Copy every line from the material below that holds "yellow".

☆ ☆ ☆

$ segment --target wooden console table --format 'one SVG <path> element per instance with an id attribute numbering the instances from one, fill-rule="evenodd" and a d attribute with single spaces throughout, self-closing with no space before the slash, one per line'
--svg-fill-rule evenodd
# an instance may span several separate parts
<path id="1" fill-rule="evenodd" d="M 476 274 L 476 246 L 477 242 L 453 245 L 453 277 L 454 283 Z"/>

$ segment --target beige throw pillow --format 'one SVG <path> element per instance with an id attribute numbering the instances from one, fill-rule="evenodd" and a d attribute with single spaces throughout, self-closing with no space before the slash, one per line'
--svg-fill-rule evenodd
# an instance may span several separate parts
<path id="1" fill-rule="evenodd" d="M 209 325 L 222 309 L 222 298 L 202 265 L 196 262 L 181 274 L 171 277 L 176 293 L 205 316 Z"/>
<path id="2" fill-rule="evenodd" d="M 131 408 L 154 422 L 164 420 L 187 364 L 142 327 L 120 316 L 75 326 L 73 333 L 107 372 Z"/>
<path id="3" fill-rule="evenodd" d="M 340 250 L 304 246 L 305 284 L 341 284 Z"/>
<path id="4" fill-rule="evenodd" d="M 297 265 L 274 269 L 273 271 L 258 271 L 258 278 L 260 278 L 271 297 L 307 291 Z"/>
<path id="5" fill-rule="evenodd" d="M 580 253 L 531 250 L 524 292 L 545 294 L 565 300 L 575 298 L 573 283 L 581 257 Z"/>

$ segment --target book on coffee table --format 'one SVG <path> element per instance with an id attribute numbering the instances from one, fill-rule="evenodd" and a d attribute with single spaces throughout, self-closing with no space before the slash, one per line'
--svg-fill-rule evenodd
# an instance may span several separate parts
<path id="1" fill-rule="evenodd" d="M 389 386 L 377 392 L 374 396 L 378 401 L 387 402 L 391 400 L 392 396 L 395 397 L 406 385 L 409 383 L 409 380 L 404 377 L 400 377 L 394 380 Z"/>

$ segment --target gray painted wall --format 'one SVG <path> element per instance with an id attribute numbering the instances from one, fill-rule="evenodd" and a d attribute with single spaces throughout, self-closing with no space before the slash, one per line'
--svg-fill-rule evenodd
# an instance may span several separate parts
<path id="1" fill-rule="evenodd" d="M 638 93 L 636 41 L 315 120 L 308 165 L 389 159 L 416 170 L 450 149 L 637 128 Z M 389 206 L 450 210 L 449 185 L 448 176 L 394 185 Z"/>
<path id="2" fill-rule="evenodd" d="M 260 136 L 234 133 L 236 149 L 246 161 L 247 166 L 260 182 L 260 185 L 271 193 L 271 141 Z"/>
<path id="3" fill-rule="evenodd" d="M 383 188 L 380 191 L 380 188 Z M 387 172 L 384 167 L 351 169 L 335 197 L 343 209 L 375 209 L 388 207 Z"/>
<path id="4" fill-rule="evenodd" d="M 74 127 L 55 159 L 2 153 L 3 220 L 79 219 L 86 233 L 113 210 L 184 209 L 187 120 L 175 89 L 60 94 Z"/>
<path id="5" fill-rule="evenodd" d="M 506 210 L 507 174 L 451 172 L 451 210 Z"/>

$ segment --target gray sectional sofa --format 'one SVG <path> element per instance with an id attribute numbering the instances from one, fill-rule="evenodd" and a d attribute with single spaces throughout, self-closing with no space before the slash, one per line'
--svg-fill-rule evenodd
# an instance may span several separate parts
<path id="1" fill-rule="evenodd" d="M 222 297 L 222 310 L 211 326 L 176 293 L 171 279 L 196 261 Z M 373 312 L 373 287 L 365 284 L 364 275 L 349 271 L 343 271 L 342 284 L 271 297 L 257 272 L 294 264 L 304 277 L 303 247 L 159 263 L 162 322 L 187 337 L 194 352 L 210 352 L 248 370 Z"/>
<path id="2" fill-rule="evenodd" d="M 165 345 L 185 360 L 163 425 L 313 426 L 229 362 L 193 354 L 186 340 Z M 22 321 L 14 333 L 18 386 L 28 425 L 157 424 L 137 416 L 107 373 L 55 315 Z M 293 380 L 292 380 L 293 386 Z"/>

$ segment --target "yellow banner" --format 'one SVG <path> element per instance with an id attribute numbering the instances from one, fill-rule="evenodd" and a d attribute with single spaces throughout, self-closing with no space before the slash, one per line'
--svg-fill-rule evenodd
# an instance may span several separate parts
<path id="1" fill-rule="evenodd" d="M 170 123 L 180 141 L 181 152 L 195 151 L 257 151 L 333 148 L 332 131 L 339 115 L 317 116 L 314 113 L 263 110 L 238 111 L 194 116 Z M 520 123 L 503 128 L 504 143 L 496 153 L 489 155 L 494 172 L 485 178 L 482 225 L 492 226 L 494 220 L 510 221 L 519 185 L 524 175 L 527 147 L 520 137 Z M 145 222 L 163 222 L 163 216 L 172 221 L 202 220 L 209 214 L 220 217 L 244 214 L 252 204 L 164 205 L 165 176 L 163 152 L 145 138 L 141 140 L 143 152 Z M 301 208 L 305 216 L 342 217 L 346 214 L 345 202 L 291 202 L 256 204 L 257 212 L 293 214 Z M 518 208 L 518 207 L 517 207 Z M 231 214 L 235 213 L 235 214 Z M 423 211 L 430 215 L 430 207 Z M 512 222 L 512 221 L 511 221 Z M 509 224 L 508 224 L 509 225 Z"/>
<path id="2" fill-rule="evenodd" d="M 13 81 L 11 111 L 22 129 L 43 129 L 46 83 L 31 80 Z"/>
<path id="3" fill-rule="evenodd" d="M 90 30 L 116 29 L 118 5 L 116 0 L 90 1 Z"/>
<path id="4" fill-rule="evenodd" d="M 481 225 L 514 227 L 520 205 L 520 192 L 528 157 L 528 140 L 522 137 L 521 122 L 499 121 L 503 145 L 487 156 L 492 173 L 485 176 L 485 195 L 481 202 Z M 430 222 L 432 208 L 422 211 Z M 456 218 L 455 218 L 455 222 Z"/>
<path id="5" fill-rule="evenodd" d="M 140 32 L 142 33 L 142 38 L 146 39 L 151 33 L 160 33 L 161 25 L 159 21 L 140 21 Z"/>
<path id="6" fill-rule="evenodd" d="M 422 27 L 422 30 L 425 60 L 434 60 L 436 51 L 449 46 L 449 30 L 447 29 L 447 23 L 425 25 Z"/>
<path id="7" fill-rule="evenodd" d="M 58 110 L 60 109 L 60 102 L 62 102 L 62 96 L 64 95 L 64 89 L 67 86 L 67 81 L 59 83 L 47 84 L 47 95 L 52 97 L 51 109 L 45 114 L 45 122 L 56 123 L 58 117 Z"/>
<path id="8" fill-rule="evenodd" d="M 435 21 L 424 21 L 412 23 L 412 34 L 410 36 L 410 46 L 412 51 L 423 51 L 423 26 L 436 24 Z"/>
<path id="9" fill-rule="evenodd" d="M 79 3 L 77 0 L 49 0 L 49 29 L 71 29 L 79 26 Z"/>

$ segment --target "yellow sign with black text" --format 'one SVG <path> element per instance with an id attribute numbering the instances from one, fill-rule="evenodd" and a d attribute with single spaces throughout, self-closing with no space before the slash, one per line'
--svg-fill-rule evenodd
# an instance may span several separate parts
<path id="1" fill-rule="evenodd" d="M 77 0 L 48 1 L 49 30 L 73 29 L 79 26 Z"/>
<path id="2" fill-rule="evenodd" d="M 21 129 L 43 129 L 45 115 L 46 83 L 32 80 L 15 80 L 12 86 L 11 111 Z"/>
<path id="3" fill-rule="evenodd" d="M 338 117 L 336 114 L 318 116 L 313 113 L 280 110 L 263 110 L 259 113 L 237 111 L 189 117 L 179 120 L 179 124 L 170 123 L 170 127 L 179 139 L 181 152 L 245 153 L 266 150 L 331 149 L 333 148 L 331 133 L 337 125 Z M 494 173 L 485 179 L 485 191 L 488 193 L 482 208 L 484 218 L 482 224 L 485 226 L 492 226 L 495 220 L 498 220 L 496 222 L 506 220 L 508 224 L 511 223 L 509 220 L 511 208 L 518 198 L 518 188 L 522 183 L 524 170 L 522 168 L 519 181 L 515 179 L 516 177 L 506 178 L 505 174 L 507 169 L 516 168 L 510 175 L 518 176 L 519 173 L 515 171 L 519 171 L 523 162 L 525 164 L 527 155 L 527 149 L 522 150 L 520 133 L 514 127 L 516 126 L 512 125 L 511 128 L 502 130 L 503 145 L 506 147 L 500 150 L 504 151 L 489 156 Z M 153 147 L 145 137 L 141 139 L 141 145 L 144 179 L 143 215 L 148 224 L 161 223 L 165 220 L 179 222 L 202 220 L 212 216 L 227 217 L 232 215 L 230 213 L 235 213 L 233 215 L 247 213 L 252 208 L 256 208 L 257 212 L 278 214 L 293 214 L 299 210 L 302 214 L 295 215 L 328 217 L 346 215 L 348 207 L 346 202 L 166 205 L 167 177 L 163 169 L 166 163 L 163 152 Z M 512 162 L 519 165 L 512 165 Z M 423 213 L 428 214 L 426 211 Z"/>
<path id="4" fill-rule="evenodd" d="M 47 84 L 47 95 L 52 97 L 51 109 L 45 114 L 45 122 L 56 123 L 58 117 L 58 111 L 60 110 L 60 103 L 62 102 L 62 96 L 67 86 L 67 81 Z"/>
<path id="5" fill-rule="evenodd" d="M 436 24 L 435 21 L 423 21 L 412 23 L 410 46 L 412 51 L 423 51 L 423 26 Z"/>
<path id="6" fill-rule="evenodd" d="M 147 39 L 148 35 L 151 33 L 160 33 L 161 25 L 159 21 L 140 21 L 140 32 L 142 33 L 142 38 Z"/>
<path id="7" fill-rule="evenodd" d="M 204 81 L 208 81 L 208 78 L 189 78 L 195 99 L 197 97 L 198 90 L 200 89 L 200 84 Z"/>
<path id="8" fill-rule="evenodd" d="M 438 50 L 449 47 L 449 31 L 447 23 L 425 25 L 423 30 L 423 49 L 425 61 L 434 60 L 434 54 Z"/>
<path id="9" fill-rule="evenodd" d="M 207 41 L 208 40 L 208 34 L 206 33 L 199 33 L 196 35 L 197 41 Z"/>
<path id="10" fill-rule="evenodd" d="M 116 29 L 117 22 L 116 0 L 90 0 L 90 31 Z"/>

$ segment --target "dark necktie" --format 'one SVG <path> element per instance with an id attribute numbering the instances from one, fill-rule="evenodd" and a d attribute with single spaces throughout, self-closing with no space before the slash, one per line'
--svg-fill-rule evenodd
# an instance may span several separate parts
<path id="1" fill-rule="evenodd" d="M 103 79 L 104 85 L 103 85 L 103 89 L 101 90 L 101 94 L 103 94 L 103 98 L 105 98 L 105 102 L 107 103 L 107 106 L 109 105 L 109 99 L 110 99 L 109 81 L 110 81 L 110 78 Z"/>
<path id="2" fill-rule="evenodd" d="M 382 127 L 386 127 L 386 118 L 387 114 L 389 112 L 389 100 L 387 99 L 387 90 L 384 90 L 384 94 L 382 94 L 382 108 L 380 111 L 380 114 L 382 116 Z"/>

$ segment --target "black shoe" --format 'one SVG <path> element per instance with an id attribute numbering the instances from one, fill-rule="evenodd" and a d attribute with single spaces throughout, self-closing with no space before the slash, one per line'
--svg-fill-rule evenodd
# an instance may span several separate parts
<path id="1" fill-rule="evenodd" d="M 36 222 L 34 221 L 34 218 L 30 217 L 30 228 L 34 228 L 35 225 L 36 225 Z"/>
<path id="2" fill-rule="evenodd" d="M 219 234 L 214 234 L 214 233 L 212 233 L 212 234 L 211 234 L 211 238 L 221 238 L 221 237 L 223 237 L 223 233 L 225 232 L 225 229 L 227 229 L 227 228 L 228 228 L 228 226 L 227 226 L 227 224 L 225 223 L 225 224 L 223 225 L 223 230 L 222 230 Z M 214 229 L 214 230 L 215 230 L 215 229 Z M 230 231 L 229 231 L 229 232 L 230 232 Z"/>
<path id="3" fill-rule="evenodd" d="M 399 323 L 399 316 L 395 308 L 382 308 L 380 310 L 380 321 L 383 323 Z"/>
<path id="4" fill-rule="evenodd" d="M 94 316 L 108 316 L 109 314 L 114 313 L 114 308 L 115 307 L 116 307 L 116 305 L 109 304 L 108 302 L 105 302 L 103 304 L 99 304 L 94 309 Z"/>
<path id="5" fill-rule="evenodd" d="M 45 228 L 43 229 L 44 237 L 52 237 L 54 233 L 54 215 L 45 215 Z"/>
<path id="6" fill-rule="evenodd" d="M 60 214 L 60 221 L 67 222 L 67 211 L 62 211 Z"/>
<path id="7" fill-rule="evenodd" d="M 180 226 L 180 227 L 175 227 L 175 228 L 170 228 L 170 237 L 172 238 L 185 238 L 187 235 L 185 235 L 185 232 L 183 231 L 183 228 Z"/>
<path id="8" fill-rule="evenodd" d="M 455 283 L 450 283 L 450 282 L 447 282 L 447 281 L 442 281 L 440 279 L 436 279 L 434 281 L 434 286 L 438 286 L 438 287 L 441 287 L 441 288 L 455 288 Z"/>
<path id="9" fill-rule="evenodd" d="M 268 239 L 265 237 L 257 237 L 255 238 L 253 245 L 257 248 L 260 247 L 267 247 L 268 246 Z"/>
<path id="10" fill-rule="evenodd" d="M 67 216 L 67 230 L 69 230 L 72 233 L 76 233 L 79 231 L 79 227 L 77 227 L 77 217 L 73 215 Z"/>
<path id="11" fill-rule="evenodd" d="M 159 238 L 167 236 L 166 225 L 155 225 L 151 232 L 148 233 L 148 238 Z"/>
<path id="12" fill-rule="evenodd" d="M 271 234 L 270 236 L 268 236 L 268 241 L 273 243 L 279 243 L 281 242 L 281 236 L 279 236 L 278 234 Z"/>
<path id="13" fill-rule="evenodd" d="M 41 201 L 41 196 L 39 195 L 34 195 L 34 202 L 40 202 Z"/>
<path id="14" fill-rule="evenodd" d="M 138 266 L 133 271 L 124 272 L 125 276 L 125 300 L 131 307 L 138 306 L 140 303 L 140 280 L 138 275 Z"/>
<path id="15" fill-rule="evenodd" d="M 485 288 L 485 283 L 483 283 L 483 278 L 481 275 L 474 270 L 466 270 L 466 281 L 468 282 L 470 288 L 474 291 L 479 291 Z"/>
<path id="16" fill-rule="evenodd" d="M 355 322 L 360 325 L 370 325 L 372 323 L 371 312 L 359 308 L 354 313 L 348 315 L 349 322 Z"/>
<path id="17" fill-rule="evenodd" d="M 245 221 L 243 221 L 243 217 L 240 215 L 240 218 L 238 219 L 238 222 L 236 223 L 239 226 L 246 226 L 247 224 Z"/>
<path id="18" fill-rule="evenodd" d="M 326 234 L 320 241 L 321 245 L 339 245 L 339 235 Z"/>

☆ ☆ ☆

### Exercise response
$ segment --target "yellow banner" --format 'one SVG <path> element per instance with an id attribute numbering the instances from one, fill-rule="evenodd" and a d attribute with single spaces throughout, self-closing with no space before the slash, one per line'
$ segment --target "yellow sign with black text" --format 'one SVG <path> element per instance with an id attribute numbering the instances from one, fill-rule="evenodd" and a d attribute with single spaces throughout, self-closing with no space before the slash, one per line'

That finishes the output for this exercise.